Testo fornito:
MB: a grosso modo, qual è la percentuale aggiuntiva che il datore di lavoro deve pagare oltre lo stipendio base del dipendente?

CdB: Se non ci sono altre prestazioni e ci limitiamo esclusivamente a quanto è previsto dalla legge, penso che stiamo parlando di una quantità tra il 30% e il 50%, a seconda del grado di rischio dell'impresa.

MB: nel novembre 2012 la Legge Federale del Lavoro è stata modificata. Cosa è cambiato?

CdB: Farò riferimento alle modifiche più importanti. In termini di relazioni individuali, è stato incluso il cosiddetto “periodo di prova”, che è, senza dubbio, uno dei cambiamenti più rilevanti. Può durare da 1 a 6 mesi come “prova pura” o percorso formativo e, una volta stabilito, non può essere sospeso in anticipo. Le aziende con 50 o più lavoratori sono tenute ad avere una Commissione di Formazione per valutare coloro che sono stati assunti con questo sistema. Non è chiaro, tuttavia, se il parere di questa commissione è vincolante per le società.

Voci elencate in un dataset
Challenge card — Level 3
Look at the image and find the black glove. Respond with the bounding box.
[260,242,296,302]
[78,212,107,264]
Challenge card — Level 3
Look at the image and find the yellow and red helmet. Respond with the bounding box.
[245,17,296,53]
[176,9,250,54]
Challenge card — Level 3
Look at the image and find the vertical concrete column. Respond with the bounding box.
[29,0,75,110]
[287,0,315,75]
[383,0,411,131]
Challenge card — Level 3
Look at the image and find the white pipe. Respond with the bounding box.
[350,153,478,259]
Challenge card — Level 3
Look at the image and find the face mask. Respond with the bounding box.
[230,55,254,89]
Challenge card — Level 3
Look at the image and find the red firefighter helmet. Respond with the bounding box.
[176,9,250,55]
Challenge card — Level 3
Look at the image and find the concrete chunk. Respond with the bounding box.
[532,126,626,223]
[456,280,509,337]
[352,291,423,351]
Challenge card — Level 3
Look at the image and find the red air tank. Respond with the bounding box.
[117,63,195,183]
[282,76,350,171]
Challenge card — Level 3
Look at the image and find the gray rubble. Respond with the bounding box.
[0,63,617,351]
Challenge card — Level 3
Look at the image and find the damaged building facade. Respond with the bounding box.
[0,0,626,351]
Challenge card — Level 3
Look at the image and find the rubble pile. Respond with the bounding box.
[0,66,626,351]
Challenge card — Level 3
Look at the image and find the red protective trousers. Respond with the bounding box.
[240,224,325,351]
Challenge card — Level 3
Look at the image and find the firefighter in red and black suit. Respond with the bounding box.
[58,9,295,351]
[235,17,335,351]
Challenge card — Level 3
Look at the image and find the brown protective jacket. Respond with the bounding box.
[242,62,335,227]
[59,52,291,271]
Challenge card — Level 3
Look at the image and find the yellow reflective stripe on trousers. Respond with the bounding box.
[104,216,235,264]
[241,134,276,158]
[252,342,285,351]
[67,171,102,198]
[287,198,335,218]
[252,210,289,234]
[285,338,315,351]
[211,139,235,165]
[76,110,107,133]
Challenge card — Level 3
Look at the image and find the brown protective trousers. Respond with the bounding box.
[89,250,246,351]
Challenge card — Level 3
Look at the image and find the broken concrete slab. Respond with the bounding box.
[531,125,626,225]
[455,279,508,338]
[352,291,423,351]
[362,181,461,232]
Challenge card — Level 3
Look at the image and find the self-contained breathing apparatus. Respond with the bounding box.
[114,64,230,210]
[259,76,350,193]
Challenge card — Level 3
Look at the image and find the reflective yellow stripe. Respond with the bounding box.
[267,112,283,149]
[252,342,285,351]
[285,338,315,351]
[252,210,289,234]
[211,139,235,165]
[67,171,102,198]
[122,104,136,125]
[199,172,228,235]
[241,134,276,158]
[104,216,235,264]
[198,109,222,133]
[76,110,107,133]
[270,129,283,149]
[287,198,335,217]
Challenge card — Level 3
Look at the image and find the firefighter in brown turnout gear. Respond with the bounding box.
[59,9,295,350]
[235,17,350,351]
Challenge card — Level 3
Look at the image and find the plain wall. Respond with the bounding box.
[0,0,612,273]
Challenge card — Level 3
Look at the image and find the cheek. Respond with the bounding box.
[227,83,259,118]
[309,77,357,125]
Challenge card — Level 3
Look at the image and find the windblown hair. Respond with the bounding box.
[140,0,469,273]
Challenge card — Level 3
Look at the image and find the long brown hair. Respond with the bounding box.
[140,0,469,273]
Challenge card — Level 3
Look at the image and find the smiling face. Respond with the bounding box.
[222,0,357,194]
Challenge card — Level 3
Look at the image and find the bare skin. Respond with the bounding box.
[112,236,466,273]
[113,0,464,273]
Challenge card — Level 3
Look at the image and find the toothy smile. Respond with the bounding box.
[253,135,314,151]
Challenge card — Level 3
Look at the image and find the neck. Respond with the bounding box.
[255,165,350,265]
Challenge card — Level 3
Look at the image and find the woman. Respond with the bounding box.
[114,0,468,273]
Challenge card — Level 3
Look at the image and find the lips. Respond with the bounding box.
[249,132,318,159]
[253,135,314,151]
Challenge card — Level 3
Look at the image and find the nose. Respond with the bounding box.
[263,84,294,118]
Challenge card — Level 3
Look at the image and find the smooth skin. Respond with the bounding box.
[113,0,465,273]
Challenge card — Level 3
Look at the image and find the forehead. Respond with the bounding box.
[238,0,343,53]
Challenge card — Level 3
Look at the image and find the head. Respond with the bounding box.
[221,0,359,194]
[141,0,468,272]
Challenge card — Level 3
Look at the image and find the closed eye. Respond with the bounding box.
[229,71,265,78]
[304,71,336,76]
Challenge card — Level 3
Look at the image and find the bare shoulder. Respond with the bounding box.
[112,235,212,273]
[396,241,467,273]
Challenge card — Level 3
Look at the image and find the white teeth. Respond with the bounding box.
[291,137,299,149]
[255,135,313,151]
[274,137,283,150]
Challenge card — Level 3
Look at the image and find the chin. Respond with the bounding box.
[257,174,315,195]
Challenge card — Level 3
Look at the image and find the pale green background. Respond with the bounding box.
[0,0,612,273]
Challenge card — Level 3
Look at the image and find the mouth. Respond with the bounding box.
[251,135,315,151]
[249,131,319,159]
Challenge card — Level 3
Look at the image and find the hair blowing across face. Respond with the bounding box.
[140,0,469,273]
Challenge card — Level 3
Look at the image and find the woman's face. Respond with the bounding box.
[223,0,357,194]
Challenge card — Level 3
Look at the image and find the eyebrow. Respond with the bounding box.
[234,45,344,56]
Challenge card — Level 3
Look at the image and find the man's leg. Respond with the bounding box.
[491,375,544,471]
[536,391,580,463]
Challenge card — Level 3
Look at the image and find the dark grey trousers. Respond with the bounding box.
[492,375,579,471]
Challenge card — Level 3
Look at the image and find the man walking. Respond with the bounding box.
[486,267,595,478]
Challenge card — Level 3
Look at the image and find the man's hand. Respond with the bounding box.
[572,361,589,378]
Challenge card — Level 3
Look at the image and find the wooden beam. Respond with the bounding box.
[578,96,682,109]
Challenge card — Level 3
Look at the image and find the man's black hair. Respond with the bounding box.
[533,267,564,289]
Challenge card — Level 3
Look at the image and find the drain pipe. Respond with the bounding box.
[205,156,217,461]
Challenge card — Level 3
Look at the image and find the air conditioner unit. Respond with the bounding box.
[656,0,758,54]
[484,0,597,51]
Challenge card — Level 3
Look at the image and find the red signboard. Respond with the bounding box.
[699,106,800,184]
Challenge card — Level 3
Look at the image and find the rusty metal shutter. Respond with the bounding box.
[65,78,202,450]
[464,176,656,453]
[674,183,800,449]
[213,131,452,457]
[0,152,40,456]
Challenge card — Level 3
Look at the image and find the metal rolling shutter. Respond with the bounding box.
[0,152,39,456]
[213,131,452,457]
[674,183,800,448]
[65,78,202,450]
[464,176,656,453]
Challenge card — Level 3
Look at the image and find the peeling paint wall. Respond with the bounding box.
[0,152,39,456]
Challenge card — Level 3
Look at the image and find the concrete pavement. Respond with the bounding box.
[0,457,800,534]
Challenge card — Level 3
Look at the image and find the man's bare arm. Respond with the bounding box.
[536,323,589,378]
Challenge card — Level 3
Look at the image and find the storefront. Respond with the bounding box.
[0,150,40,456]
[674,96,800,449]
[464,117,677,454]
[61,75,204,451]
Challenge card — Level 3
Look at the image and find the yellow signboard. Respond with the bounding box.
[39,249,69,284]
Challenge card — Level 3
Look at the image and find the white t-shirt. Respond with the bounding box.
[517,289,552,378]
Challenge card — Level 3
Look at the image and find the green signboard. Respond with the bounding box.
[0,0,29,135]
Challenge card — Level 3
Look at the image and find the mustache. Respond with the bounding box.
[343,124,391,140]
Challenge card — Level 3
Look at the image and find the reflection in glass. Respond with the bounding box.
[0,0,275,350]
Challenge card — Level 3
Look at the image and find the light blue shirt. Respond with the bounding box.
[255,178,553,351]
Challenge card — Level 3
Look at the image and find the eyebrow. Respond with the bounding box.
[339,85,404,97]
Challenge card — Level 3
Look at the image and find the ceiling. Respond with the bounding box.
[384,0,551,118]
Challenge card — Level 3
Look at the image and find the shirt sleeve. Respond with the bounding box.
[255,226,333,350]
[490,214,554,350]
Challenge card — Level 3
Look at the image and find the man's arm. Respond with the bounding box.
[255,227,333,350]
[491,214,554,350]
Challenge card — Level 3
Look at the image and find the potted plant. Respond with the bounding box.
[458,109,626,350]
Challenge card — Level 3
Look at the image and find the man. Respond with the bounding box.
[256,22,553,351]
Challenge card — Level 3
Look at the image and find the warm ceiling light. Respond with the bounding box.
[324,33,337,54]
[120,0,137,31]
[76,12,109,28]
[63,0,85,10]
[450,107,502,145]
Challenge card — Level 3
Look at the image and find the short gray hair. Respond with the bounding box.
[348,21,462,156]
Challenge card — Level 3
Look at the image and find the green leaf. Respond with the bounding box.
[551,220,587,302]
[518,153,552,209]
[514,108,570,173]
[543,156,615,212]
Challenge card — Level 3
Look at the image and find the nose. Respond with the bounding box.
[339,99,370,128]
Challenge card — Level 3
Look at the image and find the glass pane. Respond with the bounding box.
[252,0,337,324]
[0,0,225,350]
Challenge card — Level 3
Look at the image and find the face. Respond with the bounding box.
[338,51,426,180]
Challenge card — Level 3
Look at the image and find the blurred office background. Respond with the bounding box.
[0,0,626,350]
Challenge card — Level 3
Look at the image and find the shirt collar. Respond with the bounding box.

Esercizi:
- a) Riformuli come elenco puntato il paragrafo dell'intervista sulla Legge Federale del Lavoro che comincia con «Farò riferimento alle modifiche più importanti», mantenendone i fatti principali.
- b) Riprenda l'intervista sulla Legge Federale del Lavoro e la prosegua dopo l'ultima frase riportata.

Risposte agli esercizi:
- a)
- Nelle relazioni individuali è stato introdotto il cosiddetto "periodo di prova", uno dei cambiamenti più rilevanti.
- Il periodo dura da 1 a 6 mesi, come "prova pura" o come percorso formativo. Una volta stabilito, non può essere sospeso in anticipo.
- Le aziende con 50 o più lavoratori devono avere una Commissione di Formazione che valuti gli assunti con questo sistema.
- Non è chiaro se il parere di tale commissione sia vincolante per le società.

- b)
Un'altra modifica riguarda la famosa “esternalizzazione” (outsourcing), a cui la legge si riferisce con il termine “subappalto” (trabajo en régimen de subcontratación). In questo caso, stiamo ancora aspettando dalle Commissioni di Conciliazione e Arbitrato l'interpretazione dei nuovi articoli 15 a), b), c) e d).

Anche se il progetto originale della legge prevedeva una liberalizzazione quasi completa dell'“esternalizzazione”, la versione che è stata approvata è, a mio parere, abbastanza soddisfacente, dato comprende una serie di filtri, che sono precisamente quelli che oggi stanno dando luogo alle interpretazioni. Le aziende, ad esempio, non possono cedere tutti i posti per evitare di pagare la partecipazione agli utili, e le società di servizi di outsourcing devono avere un qualche tipo di competenza. Il terzo filtro non permette che lavoratori che svolgono la stessa funzione siano impiegati all'interno e all'esterno dell'azienda.

Sempre nel campo dei rapporti dell'azienda con i singoli lavoratori, sono stati limitati a 12 mesi di salario gli stipendi dovuti all'impiegato quando viene licenziato ingiustamente, a condizione che la sentenza lo favorisca.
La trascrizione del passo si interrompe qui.